What is being asked -
Search the records below for the word "gold". Pull out each line that has it.

Data for this task -
⟨

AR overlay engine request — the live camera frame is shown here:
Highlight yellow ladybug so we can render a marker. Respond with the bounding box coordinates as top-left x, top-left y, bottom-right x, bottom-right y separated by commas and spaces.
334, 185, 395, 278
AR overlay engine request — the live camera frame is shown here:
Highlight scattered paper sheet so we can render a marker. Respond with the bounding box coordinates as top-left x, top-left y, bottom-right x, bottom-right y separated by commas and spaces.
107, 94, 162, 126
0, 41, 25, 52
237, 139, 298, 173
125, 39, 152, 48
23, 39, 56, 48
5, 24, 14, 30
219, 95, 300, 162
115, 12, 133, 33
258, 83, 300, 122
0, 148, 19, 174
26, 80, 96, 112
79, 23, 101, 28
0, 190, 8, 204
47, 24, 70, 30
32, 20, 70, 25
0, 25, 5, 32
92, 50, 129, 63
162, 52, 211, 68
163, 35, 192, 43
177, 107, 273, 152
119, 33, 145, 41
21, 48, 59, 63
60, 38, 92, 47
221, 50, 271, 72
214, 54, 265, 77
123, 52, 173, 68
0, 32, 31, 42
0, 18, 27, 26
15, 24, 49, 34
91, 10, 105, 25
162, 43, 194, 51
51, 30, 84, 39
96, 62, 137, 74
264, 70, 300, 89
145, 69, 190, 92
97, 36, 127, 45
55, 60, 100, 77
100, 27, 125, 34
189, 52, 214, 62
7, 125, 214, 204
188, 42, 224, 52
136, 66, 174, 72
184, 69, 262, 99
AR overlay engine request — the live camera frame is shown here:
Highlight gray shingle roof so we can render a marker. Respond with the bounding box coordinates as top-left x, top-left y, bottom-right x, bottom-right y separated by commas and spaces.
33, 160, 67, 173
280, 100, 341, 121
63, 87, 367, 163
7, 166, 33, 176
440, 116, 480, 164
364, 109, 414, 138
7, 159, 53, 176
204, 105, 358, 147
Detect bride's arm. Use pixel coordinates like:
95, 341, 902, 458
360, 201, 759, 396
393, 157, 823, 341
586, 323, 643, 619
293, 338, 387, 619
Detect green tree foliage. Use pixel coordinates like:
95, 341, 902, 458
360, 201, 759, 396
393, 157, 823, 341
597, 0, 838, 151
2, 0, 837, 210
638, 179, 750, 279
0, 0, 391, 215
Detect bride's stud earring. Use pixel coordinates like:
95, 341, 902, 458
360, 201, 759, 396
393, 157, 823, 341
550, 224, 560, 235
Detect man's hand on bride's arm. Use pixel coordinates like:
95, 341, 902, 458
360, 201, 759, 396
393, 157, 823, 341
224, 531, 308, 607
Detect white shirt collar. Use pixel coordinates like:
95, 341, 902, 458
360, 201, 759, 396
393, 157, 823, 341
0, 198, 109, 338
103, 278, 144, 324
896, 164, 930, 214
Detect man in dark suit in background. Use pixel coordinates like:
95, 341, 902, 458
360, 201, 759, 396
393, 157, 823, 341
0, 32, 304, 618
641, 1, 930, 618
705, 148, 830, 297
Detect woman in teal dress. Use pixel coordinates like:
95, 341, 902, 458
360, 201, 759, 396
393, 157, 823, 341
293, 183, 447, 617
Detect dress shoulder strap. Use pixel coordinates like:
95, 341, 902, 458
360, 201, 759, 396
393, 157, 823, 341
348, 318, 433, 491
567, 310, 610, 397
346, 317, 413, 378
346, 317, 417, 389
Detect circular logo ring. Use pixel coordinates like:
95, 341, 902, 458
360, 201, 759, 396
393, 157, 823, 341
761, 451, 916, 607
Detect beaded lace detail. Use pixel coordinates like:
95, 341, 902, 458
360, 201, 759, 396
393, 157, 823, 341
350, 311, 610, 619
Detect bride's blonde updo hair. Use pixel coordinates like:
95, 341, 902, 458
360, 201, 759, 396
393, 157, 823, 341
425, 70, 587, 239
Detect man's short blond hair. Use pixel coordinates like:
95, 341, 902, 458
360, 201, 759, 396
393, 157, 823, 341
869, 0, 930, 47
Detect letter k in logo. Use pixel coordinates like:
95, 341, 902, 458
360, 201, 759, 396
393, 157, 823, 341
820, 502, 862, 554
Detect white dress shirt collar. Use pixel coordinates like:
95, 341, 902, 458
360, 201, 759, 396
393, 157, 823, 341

⟩
⟨

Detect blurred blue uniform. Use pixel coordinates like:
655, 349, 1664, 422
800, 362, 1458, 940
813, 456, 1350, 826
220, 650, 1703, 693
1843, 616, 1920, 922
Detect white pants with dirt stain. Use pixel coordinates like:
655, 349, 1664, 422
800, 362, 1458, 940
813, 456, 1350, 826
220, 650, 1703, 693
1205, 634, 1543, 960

⟩
⟨

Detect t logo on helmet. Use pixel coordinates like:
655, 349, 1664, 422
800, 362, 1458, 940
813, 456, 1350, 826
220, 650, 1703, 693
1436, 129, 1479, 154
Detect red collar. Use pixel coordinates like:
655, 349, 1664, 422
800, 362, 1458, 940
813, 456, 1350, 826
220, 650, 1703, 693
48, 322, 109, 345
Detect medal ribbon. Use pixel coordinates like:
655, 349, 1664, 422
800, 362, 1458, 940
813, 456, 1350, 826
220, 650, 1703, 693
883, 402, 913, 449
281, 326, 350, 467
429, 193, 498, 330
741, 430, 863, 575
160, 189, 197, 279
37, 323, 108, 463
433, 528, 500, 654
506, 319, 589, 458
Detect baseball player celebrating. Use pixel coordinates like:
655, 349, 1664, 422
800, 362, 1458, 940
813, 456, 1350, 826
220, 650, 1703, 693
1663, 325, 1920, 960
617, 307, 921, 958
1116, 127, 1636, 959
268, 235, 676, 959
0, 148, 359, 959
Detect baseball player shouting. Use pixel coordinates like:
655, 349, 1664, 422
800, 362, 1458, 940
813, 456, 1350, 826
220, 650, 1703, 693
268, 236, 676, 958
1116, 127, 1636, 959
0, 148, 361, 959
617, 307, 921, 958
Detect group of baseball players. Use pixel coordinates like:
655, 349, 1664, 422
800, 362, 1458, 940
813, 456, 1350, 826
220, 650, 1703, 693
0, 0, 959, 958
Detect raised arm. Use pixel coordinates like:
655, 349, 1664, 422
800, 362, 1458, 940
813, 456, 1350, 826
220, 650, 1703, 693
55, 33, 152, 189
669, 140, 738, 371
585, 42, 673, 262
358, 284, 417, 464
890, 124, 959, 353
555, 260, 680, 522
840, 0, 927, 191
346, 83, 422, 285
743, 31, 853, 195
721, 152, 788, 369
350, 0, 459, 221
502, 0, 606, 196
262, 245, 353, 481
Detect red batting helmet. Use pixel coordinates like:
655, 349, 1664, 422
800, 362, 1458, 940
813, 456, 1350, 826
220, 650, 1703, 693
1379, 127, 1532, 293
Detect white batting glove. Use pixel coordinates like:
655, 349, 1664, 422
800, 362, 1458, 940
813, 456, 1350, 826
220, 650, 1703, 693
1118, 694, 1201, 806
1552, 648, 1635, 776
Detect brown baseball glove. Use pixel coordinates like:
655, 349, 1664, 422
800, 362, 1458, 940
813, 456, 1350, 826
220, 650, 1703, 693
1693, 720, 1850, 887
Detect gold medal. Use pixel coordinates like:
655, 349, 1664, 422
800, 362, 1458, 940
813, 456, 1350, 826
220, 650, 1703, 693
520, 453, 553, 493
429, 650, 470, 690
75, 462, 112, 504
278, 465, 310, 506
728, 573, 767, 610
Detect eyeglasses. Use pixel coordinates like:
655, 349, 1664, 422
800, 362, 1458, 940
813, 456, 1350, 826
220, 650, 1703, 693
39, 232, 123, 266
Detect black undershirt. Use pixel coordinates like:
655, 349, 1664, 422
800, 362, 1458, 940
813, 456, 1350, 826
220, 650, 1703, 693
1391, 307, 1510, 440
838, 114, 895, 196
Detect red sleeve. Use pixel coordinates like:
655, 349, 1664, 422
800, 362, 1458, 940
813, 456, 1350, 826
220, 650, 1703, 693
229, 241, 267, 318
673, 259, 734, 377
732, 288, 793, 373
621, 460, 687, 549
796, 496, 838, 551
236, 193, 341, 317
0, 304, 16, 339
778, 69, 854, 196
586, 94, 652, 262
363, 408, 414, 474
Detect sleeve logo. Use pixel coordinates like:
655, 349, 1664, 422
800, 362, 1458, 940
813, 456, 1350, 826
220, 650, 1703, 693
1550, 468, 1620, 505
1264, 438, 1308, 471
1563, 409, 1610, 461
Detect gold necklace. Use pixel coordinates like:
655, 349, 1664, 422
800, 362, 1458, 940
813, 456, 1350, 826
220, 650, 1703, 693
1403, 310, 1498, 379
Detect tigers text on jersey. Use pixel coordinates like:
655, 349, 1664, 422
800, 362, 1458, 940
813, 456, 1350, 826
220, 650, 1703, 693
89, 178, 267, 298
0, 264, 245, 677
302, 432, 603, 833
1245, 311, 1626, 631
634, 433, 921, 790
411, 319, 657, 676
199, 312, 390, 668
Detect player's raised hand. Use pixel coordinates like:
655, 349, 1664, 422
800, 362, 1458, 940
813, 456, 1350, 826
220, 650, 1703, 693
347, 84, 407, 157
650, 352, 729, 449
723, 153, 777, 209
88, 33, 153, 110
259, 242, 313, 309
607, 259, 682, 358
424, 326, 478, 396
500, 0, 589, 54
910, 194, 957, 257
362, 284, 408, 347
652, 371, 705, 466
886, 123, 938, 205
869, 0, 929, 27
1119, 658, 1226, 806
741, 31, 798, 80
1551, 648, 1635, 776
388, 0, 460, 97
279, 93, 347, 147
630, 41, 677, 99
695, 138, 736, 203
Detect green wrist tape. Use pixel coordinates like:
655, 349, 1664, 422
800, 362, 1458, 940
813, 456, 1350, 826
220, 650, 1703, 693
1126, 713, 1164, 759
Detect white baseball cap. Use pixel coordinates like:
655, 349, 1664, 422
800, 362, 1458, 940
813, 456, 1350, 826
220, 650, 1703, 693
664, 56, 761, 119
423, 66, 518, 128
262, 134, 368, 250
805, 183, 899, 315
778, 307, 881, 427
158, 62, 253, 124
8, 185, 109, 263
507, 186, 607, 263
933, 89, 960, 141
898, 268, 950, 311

⟩

Written response -
Detect gold medal. Use pixel coordinates like:
Detect gold necklace. Use pixel coordinates like:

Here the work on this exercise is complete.